HOW TO COMPLETE THIS TASK: Lines holding the string "frame" are the ones to copy; find them all in the data.

[Data records]
+-------+
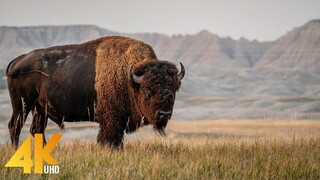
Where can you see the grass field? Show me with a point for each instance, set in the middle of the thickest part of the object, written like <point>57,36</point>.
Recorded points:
<point>221,149</point>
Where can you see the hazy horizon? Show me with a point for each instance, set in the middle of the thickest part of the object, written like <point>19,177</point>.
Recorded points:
<point>263,21</point>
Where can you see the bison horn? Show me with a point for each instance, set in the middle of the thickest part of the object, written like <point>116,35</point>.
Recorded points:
<point>181,73</point>
<point>135,78</point>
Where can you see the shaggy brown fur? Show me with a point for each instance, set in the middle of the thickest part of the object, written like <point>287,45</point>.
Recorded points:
<point>93,82</point>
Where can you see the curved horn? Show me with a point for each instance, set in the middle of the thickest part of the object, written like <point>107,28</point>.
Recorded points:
<point>135,78</point>
<point>181,73</point>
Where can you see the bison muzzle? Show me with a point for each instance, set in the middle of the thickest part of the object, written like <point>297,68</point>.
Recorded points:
<point>115,81</point>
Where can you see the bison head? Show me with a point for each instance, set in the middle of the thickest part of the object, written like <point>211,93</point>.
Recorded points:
<point>155,84</point>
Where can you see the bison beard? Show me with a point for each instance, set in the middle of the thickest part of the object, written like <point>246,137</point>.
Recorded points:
<point>114,81</point>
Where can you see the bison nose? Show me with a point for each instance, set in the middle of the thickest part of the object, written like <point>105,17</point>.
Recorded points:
<point>164,115</point>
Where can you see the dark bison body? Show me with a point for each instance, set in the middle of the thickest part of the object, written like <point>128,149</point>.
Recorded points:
<point>115,81</point>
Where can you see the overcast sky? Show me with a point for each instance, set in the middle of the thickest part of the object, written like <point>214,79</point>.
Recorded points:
<point>253,19</point>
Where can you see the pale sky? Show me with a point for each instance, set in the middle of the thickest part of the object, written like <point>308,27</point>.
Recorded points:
<point>253,19</point>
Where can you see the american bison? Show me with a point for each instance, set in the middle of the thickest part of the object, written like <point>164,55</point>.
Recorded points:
<point>115,81</point>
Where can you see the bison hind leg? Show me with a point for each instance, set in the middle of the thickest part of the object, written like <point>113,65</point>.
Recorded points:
<point>111,135</point>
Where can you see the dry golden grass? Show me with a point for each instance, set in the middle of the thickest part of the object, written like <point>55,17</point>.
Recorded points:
<point>221,149</point>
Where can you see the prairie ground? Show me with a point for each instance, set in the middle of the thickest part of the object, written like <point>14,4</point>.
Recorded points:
<point>219,149</point>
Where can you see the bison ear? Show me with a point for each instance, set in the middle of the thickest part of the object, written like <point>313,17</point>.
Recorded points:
<point>133,77</point>
<point>181,73</point>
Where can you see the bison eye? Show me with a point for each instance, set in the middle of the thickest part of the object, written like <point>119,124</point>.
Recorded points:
<point>147,93</point>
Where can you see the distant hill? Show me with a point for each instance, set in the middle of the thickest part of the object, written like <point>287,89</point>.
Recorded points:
<point>225,78</point>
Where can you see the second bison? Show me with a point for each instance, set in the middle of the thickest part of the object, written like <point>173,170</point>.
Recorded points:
<point>115,81</point>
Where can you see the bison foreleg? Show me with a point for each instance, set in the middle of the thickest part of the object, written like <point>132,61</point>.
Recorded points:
<point>15,125</point>
<point>39,123</point>
<point>111,134</point>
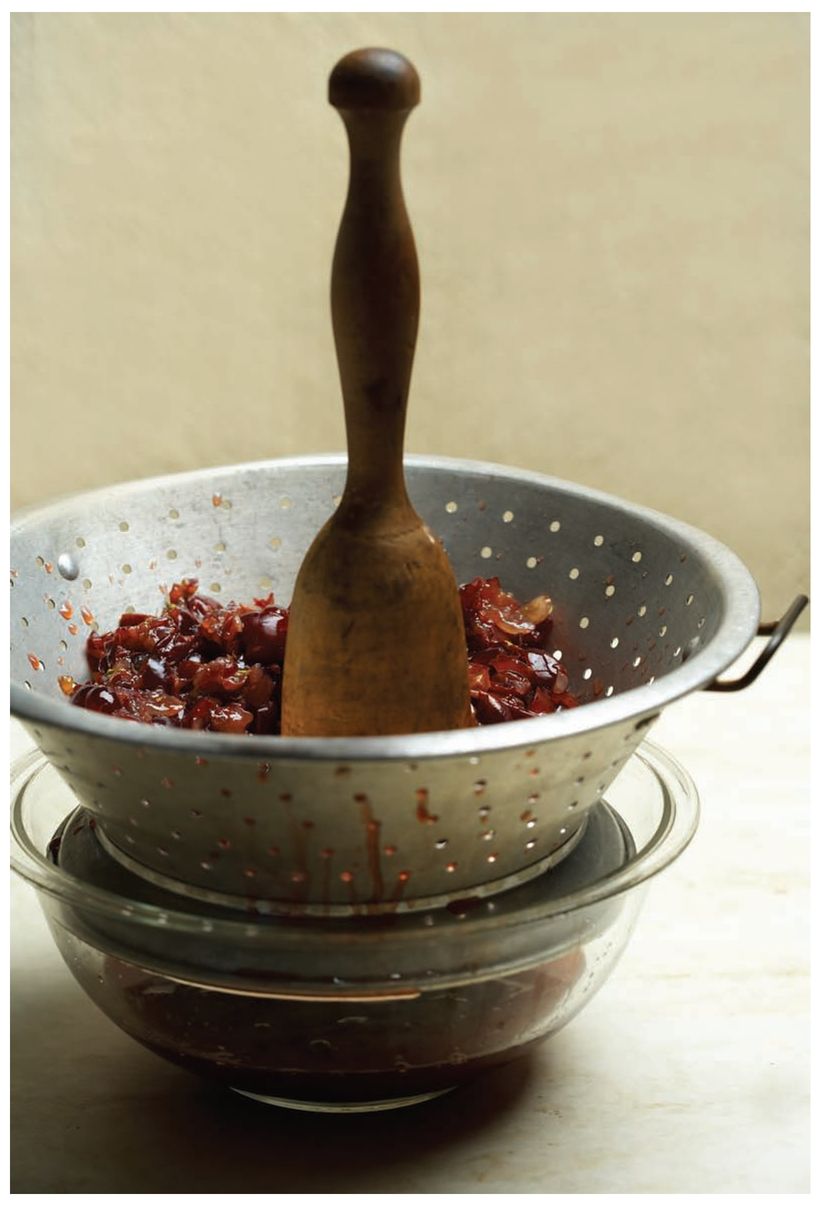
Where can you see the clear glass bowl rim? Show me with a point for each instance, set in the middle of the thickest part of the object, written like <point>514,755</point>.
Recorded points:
<point>676,825</point>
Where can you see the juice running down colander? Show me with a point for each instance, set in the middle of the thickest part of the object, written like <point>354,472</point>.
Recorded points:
<point>646,609</point>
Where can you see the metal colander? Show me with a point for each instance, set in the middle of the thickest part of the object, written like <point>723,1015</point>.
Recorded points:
<point>646,609</point>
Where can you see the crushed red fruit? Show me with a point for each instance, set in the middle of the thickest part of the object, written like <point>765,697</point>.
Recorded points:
<point>200,665</point>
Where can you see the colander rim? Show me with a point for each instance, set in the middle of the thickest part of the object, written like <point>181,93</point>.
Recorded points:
<point>736,630</point>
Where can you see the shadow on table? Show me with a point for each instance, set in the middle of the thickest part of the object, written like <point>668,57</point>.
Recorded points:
<point>147,1127</point>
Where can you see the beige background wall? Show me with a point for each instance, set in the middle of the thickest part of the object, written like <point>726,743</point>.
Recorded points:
<point>611,217</point>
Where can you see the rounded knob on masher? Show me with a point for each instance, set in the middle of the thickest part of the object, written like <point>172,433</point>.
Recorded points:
<point>374,78</point>
<point>375,633</point>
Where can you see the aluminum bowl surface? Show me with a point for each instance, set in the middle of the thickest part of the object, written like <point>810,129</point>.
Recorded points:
<point>646,609</point>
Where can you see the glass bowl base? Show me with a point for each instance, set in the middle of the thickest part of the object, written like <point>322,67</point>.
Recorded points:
<point>344,1107</point>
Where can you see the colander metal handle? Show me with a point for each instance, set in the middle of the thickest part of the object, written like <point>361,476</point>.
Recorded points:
<point>776,630</point>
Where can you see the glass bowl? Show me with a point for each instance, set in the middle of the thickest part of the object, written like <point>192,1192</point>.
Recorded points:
<point>356,1013</point>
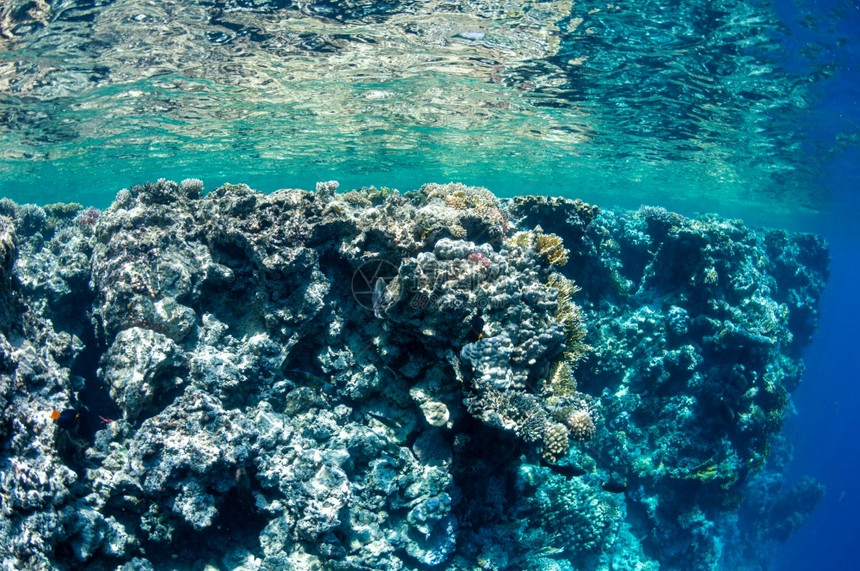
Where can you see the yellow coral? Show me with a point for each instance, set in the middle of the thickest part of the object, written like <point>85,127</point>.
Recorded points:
<point>561,380</point>
<point>462,197</point>
<point>581,425</point>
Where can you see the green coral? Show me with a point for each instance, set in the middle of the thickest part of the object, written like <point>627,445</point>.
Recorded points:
<point>549,247</point>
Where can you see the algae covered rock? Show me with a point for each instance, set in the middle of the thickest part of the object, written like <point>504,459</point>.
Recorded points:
<point>385,380</point>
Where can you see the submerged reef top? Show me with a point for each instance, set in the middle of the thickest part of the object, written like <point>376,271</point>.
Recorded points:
<point>382,380</point>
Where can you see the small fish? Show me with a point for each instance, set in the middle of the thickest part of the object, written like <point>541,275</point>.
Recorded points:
<point>473,35</point>
<point>726,412</point>
<point>566,470</point>
<point>614,486</point>
<point>378,291</point>
<point>65,419</point>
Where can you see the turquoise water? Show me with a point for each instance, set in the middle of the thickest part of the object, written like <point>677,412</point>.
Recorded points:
<point>747,109</point>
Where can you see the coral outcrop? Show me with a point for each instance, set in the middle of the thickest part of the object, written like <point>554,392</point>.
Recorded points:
<point>385,380</point>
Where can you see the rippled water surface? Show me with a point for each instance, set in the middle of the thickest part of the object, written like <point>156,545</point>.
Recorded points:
<point>701,105</point>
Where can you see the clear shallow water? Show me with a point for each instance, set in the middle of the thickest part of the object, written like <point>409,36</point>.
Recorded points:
<point>748,109</point>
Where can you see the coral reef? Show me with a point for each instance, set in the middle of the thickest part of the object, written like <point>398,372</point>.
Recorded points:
<point>386,380</point>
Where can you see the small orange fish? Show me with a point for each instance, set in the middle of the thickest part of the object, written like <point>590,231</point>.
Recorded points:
<point>65,419</point>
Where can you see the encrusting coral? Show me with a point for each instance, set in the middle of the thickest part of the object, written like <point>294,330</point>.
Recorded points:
<point>386,380</point>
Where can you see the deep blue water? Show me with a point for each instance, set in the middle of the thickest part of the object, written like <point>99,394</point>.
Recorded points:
<point>825,428</point>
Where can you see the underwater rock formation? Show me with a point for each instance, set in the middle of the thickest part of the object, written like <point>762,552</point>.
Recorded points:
<point>385,380</point>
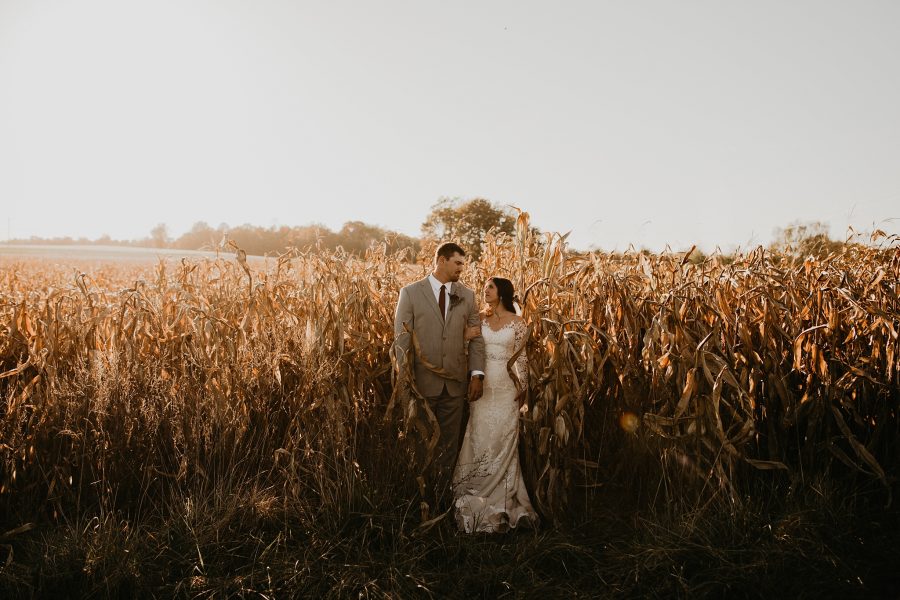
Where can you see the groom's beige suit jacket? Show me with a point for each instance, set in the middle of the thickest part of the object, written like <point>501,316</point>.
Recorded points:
<point>441,342</point>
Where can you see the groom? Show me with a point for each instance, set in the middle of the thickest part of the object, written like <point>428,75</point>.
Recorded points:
<point>437,310</point>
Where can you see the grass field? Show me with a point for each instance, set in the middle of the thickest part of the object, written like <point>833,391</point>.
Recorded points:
<point>221,428</point>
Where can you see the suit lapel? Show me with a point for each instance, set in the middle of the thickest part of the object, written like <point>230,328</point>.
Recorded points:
<point>428,294</point>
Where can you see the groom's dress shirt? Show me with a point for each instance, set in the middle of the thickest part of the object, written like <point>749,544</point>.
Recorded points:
<point>436,288</point>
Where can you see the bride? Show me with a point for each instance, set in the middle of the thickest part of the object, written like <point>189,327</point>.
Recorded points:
<point>488,491</point>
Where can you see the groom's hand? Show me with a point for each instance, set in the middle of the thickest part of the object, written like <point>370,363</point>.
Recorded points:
<point>476,388</point>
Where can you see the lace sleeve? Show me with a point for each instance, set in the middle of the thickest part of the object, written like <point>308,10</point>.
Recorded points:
<point>522,360</point>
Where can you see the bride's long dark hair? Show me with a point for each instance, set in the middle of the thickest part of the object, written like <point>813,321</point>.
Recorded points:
<point>506,293</point>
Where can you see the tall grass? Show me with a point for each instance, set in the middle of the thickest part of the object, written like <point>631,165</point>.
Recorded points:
<point>222,427</point>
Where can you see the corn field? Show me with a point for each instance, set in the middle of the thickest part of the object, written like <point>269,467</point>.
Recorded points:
<point>144,388</point>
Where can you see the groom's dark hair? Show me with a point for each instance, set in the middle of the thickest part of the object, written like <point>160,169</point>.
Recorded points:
<point>447,250</point>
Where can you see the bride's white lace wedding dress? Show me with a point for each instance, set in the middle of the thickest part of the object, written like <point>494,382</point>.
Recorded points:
<point>488,491</point>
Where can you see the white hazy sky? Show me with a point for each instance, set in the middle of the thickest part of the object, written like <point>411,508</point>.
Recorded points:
<point>639,122</point>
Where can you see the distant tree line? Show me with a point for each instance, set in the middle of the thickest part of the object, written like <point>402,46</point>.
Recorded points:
<point>465,221</point>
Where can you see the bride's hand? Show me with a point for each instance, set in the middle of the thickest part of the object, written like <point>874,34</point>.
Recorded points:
<point>520,399</point>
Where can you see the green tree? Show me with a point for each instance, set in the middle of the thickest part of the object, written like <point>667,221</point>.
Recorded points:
<point>806,239</point>
<point>466,222</point>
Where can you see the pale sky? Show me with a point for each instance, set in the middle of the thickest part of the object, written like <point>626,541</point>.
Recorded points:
<point>639,122</point>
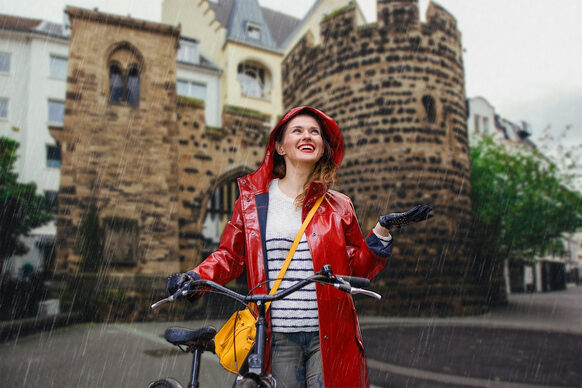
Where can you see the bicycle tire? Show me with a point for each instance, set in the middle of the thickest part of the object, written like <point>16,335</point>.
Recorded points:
<point>247,383</point>
<point>167,382</point>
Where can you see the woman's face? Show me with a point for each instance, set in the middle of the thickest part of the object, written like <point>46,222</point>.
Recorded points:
<point>302,141</point>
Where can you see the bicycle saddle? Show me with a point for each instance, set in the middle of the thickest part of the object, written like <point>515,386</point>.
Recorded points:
<point>201,338</point>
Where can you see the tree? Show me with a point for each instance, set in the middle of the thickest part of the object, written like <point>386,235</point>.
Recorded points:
<point>522,206</point>
<point>21,209</point>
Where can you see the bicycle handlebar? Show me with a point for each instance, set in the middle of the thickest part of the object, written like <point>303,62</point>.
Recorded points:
<point>350,284</point>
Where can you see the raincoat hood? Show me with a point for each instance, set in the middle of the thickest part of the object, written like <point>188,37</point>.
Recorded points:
<point>265,171</point>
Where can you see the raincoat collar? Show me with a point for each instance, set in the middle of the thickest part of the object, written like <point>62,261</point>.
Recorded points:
<point>258,181</point>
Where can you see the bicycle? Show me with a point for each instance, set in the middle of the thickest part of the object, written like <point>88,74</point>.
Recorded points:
<point>201,340</point>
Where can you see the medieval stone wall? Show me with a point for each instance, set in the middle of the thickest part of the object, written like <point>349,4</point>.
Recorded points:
<point>396,89</point>
<point>111,151</point>
<point>209,157</point>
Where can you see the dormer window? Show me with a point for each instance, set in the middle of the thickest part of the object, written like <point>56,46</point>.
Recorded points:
<point>253,31</point>
<point>188,52</point>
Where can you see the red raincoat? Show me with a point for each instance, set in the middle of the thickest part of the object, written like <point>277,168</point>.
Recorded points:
<point>333,236</point>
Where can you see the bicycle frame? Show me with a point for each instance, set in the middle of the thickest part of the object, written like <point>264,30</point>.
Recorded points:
<point>255,360</point>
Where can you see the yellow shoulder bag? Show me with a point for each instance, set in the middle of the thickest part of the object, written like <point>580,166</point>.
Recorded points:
<point>234,340</point>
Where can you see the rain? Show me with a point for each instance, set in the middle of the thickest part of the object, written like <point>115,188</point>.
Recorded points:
<point>124,129</point>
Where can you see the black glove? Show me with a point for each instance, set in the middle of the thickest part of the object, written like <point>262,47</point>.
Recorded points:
<point>176,281</point>
<point>416,214</point>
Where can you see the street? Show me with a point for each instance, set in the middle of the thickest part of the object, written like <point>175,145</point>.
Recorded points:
<point>535,341</point>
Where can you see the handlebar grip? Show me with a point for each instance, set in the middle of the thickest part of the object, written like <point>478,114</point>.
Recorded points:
<point>356,281</point>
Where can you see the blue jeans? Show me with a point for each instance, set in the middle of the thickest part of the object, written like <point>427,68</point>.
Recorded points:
<point>296,360</point>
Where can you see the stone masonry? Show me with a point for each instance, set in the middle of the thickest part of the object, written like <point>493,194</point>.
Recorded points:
<point>145,171</point>
<point>396,89</point>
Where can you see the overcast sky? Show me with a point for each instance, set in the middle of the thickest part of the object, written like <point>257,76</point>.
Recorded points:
<point>523,56</point>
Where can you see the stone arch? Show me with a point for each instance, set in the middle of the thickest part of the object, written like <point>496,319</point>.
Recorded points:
<point>217,204</point>
<point>125,66</point>
<point>255,77</point>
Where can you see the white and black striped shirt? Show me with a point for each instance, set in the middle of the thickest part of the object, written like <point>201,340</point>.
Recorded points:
<point>297,312</point>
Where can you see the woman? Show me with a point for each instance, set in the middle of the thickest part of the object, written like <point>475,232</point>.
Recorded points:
<point>314,335</point>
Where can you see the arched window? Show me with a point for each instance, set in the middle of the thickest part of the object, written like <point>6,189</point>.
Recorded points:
<point>133,86</point>
<point>115,83</point>
<point>255,80</point>
<point>125,66</point>
<point>430,109</point>
<point>218,212</point>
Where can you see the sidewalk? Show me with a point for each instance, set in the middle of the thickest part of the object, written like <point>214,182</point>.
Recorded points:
<point>535,341</point>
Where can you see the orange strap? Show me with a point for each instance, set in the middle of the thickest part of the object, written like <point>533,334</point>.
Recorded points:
<point>294,247</point>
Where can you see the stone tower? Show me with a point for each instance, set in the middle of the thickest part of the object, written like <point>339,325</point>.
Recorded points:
<point>396,89</point>
<point>140,168</point>
<point>120,117</point>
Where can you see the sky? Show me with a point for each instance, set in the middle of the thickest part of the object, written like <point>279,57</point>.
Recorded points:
<point>523,56</point>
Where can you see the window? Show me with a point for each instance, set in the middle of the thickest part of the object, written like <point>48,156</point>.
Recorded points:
<point>125,75</point>
<point>188,52</point>
<point>115,83</point>
<point>4,63</point>
<point>428,103</point>
<point>477,122</point>
<point>58,67</point>
<point>133,86</point>
<point>253,31</point>
<point>53,156</point>
<point>3,108</point>
<point>253,79</point>
<point>121,240</point>
<point>485,124</point>
<point>218,212</point>
<point>56,112</point>
<point>191,89</point>
<point>52,198</point>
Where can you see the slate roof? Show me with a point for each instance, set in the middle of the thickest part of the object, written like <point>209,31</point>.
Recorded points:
<point>18,23</point>
<point>233,15</point>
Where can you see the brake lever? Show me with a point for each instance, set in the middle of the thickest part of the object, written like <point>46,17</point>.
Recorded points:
<point>366,292</point>
<point>181,293</point>
<point>345,286</point>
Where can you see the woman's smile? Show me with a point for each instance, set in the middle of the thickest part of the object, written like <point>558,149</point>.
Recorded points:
<point>302,141</point>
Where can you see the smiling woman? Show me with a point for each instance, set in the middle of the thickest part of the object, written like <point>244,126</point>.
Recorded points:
<point>310,339</point>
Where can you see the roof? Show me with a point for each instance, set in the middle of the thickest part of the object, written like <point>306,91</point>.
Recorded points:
<point>19,23</point>
<point>234,15</point>
<point>106,18</point>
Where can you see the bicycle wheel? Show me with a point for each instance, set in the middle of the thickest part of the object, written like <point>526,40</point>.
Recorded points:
<point>167,382</point>
<point>254,382</point>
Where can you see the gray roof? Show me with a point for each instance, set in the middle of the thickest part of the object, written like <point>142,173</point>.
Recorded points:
<point>234,15</point>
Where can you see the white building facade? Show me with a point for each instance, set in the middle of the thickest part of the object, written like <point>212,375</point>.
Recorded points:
<point>33,78</point>
<point>33,54</point>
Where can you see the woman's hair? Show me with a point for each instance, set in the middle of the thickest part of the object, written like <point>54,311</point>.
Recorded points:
<point>325,169</point>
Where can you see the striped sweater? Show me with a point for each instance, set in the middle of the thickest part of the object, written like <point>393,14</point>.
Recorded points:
<point>297,312</point>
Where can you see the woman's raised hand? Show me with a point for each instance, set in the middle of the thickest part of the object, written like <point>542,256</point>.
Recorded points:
<point>416,214</point>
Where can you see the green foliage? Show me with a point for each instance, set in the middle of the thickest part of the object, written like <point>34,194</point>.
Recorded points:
<point>522,203</point>
<point>21,209</point>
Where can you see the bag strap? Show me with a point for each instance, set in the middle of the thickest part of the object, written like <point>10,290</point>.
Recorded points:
<point>294,247</point>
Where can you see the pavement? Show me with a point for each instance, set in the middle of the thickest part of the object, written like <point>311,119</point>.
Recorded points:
<point>535,341</point>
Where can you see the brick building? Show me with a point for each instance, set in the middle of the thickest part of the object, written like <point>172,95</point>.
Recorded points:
<point>147,167</point>
<point>396,89</point>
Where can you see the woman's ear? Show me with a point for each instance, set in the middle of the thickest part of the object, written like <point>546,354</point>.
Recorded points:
<point>279,148</point>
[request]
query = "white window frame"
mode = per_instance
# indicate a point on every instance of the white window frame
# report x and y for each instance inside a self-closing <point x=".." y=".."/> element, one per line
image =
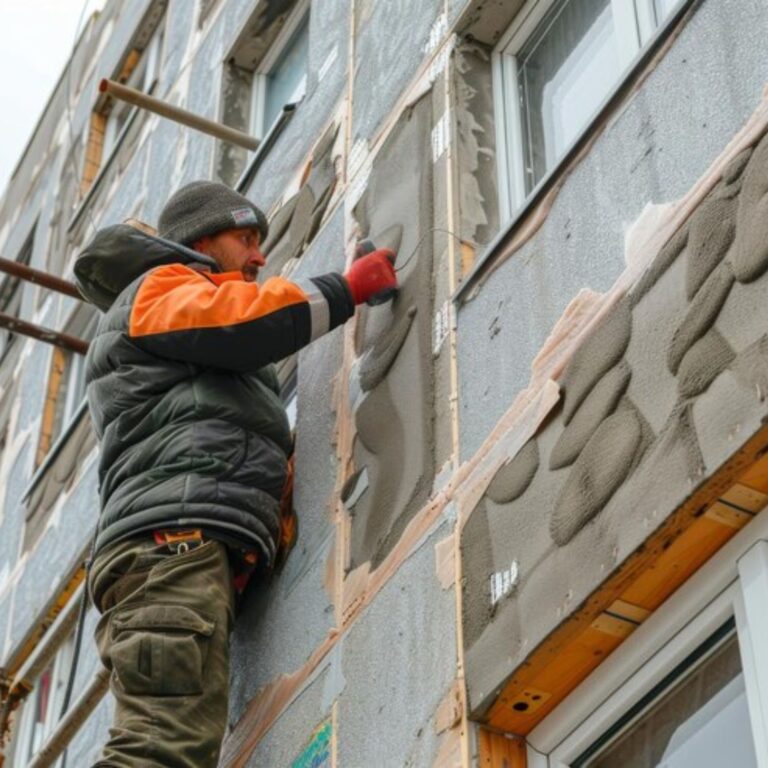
<point x="143" y="78"/>
<point x="635" y="22"/>
<point x="734" y="583"/>
<point x="260" y="77"/>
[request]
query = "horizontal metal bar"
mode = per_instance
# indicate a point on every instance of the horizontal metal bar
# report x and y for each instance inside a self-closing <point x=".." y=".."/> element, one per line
<point x="24" y="328"/>
<point x="190" y="119"/>
<point x="38" y="277"/>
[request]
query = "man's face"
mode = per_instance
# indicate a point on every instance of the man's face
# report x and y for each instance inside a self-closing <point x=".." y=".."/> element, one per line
<point x="235" y="250"/>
+-------+
TASK ANSWER:
Where can you see the bicycle frame? Show me with a point for each instance, set in the middle of the thickest part of the object, written like <point>264,30</point>.
query = "white window frame"
# indicate a point on every instance of the white window frame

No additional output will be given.